▶ **What is expected**
Locate "Practice. Spot the blade" in the listing below, then output the line holding it and every line after it, exactly and with nothing else.

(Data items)
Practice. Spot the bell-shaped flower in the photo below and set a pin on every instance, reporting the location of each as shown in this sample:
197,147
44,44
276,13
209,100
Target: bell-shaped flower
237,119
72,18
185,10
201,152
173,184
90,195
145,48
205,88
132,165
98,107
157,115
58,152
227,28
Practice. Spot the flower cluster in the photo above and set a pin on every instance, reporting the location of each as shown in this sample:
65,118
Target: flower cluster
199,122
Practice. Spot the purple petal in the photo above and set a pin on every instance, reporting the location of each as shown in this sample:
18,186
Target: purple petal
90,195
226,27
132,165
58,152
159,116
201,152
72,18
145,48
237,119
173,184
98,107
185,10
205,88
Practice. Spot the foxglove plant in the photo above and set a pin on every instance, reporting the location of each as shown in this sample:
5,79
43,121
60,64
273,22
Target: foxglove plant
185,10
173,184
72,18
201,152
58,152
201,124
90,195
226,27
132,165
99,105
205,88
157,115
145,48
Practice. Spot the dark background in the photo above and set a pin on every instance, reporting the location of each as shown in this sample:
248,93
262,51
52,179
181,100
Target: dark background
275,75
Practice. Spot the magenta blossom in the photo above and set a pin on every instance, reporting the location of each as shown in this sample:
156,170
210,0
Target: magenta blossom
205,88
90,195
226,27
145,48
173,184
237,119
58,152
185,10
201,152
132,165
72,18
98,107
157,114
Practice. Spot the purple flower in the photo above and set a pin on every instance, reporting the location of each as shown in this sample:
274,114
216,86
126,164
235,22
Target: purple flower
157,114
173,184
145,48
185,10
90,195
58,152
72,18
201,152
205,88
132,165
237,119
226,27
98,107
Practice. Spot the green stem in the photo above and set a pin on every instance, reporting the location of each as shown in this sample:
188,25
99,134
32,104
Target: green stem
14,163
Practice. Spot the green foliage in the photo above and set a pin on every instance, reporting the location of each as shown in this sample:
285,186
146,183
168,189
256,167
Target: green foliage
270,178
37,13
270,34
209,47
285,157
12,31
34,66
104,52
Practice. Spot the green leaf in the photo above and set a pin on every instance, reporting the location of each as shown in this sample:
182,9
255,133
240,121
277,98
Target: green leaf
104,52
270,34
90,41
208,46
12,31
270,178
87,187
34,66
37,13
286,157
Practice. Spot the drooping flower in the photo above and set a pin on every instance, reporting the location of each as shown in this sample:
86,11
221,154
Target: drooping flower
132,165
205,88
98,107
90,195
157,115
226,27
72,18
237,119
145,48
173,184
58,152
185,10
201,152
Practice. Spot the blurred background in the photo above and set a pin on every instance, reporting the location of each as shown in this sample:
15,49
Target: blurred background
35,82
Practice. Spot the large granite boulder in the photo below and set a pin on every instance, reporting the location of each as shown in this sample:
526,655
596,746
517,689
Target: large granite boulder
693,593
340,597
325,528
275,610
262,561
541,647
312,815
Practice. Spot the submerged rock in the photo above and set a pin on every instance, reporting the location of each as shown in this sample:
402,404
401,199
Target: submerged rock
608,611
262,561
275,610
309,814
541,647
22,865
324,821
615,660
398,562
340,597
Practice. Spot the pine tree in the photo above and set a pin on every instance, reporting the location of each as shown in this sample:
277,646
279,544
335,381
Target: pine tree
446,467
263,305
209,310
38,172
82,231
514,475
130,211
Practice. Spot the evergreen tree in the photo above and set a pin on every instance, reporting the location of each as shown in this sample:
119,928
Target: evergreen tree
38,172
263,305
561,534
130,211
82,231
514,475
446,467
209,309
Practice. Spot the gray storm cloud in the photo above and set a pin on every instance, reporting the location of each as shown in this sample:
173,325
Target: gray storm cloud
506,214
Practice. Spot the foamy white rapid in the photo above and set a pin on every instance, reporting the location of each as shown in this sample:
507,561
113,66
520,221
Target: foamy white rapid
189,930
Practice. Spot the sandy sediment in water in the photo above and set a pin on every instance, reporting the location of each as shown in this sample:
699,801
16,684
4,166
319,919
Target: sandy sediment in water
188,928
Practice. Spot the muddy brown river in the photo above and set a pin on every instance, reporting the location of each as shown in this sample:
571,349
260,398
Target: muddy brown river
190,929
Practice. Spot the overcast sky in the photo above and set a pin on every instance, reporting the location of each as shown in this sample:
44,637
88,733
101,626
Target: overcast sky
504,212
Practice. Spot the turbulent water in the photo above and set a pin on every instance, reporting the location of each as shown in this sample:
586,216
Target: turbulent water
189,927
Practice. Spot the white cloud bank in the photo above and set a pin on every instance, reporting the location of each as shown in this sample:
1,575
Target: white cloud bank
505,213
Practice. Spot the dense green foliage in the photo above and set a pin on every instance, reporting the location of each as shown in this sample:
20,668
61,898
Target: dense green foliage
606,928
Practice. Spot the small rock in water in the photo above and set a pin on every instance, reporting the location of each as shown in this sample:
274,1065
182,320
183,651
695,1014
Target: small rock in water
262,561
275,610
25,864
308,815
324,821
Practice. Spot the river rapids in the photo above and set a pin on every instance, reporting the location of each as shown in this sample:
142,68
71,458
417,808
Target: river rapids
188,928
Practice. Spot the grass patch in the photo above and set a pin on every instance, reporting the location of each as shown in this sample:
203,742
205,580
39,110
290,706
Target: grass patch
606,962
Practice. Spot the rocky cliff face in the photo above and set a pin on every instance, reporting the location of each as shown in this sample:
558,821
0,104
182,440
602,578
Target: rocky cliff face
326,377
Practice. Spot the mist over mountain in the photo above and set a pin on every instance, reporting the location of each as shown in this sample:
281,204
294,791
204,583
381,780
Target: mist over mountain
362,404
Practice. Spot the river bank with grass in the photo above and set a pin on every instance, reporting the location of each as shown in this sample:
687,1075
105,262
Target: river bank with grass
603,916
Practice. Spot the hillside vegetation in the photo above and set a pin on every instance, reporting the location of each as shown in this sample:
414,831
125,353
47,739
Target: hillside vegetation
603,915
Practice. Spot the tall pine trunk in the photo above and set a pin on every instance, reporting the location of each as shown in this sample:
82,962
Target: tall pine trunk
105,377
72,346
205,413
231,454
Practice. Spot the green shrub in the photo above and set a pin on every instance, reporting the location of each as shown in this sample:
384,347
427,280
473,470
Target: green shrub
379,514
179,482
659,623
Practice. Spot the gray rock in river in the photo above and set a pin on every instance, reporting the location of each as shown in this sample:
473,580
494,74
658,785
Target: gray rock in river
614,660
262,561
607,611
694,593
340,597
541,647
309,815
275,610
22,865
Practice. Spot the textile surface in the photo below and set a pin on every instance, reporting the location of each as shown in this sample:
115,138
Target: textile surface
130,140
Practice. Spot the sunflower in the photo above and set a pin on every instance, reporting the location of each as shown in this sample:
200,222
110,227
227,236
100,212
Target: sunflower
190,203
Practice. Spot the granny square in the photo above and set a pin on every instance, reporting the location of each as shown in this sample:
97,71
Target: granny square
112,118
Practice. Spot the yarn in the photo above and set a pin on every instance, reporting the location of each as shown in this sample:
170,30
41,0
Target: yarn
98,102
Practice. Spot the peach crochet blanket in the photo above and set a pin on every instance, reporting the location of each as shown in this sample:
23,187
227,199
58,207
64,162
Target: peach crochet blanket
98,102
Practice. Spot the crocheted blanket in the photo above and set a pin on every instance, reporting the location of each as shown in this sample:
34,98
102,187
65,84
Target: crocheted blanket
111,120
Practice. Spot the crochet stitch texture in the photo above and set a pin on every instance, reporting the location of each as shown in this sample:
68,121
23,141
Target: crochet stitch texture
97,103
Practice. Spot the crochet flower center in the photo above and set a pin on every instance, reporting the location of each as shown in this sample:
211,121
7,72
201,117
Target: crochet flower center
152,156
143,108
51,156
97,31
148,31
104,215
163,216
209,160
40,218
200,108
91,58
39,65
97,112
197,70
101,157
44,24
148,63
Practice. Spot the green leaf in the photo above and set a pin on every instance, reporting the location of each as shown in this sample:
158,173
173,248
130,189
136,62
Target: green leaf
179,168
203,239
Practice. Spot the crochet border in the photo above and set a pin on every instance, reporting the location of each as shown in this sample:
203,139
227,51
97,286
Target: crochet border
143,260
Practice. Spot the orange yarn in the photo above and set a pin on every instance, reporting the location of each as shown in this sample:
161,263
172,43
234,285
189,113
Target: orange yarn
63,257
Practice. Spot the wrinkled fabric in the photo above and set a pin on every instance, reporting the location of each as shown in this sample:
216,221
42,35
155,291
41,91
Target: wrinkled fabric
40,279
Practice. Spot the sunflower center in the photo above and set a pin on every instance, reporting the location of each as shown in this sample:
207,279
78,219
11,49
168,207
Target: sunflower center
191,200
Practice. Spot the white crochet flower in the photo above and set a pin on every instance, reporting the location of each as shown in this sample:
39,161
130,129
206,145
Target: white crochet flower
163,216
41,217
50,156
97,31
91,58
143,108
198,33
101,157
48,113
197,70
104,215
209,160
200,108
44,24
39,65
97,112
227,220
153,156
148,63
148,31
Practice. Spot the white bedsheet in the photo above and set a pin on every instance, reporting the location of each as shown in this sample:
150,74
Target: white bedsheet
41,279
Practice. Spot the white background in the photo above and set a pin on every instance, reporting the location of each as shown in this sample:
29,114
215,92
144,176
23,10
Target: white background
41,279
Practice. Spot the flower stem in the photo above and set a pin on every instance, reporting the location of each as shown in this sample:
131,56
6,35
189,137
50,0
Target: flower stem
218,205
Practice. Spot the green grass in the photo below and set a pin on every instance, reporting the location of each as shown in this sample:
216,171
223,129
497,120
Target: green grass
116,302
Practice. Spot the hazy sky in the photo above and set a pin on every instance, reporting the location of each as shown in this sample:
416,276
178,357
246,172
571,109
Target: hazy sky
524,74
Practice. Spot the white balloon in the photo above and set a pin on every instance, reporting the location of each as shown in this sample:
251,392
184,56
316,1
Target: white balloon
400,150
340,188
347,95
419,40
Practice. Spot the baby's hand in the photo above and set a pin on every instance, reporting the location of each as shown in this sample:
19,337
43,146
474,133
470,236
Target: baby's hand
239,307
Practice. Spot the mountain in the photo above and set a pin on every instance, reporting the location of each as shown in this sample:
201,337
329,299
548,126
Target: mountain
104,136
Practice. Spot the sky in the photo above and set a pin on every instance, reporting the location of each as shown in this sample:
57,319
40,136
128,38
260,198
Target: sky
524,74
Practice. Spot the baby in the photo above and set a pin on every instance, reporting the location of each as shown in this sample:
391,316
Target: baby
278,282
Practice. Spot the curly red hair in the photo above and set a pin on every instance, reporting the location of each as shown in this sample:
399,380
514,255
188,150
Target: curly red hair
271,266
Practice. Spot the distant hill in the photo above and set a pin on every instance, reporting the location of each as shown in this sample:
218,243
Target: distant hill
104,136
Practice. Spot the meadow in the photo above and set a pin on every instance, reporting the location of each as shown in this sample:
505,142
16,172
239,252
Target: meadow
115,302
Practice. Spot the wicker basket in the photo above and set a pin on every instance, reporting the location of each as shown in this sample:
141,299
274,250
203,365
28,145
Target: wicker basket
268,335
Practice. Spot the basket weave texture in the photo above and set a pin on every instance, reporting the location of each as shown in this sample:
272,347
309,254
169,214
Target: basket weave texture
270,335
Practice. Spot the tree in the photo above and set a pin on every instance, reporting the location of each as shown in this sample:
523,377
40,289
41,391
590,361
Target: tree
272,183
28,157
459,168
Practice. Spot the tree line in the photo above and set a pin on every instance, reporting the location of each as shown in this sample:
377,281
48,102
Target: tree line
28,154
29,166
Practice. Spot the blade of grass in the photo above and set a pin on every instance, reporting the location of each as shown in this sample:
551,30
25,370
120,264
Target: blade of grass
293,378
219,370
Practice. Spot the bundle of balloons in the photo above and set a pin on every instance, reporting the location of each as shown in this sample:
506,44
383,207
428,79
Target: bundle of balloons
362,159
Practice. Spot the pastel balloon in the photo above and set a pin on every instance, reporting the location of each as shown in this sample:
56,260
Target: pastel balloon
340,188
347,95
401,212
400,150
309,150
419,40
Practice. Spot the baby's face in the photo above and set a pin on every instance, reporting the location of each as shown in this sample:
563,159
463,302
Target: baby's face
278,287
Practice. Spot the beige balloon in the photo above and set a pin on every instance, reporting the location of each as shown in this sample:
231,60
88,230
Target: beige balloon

▶ **Solution below**
Practice. Spot the blade of grass in the photo above and set a pin on every instance, reporting the location of each as shown in this sample:
551,30
25,370
120,264
Target: blade of grass
293,378
219,370
Practice. Spot the bundle of balloons in the photo above and set a pin on every instance, reporting the location of each as shown in this sample:
506,44
383,207
428,79
Target: bundle of balloons
362,159
Practice. Spot the pastel balloon in the photo above and set a pin on every instance, reporting the location of each as shown in this sample:
56,260
Target: pastel balloon
340,188
347,95
401,212
400,150
309,150
419,40
Practice. Spot the baby's face in the photo above and set a pin on every instance, reporting the location of each as shown in this sample:
563,159
463,302
Target: baby's face
278,287
Practice. Spot the beige balloon in the photo above and set a pin on every instance, reporting the location of each as shown in this sample:
231,60
88,230
Target: beige balloon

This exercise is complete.